Кто-то из присутствующих произнес какие-то слова в память о ней, кто-то молчал. Двенадцатилетняя Хлоя, дочка Стива и Линды, написала для этой церемонии следующие слова:
«Трейя, мой ангел-хранитель, ты была звездой на земле и дарила нам всем тепло и свет, но каждая звезда должна погаснуть, чтобы снова родиться, теперь уже на небесах, где ты живешь в вечном свете души. Я знаю, что сейчас ты танцуешь в облаках, и мне посчастливилось почувствовать, как ты радуешься, как улыбаешься. Я смотрю на небо и знаю: там светится твоя милая, прекрасная душа.
Трейя, я люблю тебя и знаю, что мне будет тебя не хватать, но я очень за тебя рада! Ты сбросила свое тело и свои страдания, и теперь ты можешь танцевать танец истинной жизни, и эта жизнь — жизнь души. В мечтах и в своем сердце я могу танцевать вместе с тобой. Значит, ты не умерла, ты просто живешь в высшем измерении — и в сердцах людей, которых ты любила.
Ты научила меня самому важному: что такое жизнь и что такое любовь.
Любовь — это искреннее и полное уважение к другому существу...
Это восторг истинного «я»...
Любовь превосходит все рамки, для нее не бывает границ...
Минует миллион жизней и миллион смертей, а любовь все еще будет существовать...
Она живет только в сердце и в душе...
Жизнь — это душа, и больше ничего...
Бок о бок с ней скачут любовь и смех, и так же бок о бок с ней скачут боль и мучения...
КУДА Я НИ ПОЙДУ, ЧТО Я НИ УВИЖУ, ТЫ ВСЕГДА БУДЕШЬ ЖИТЬ В МОЕЙ ДУШЕ И В МОЕМ СЕРДЦЕ».
Я взглянул на Сэма и понял, что я говорю собравшимся:
«Немногие помнят, что именно здесь, в Боулдере, я сделал Трейе предложение. Мы тогда жили в Сан- Франциско, но я привез Трейю сюда, чтобы она познакомилась с Сэмом и чтобы он сказал мне, что он про нее думает. Сэм поговорил с Трейей всего несколько минут, а потом улыбнулся и сказал примерно так: "Я не просто одобряю твой выбор — я не понимаю, как тебе удалось ей понравиться". Тем же вечером я сделал Трейе предложение, а она сказала: «Если бы ты не сделал мне предложение, я бы сделала его сама». Получается, что в каком-то смысле наша жизнь началась здесь, в Боулдере, рядом с Сэмми, вот и закончилась она здесь, рядом с Сэмми».
Мы установили маленькие памятники Трейе: в Сан- Франциско, где на его открытии о ней вспоминали Вики Уэллс, Роджер Уолш, Френсис Воон, Эндж Сте- фенс, Джоан Штеффи, Джудит Скатч и Хьюстон Смит; и в Аспене, где прощальные слова говорили Стив, Линда и Хлоя Конджеры, Том и Кэти Крамы, Амори Лавине, отец Майкл Абдо и монахи монастыря Сноумасс. Но получилось так, что все слова в тот день суммировал Сэм двумя предложениями:
— Трейя была самым сильным человеком из тех, кого я знал. Она учила нас жить, она учила нас умирать.
Потом стали приходить письма. Меня больше всего поразило, что во многих из них речь шла именно о тех событиях, которые я описал здесь. Возможно, под влиянием горя, но мне показалось, что в том, что про- исходило в последние два дня, участвовали сотни человек.

Извлечённые данные –
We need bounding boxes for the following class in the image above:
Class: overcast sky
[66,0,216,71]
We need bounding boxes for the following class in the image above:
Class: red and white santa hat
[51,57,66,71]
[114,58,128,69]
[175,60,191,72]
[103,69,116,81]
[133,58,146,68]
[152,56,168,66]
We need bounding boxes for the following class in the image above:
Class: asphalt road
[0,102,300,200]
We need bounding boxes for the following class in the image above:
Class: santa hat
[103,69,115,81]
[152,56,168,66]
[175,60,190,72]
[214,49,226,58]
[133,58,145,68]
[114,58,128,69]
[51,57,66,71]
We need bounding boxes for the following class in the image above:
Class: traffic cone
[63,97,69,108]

Письменное задание –
Обновите фрагмент предоставленного отрывка начиная со слов «Трейя, я люблю» и до слов «что такое любовь.» включительно, заменив «мечтах» на «мыслях». Записи для работы с текстом не понадобятся.

Ответ на задание –
Трейя, я люблю тебя и знаю, что мне будет тебя не хватать, но я очень за тебя рада! Ты сбросила свое тело и свои страдания, и теперь ты можешь танцевать танец истинной жизни, и эта жизнь — жизнь души. В мыслях и в своем сердце я могу танцевать вместе с тобой. Значит, ты не умерла, ты просто живешь в высшем измерении — и в сердцах людей, которых ты любила.
Ты научила меня самому важному: что такое жизнь и что такое любовь.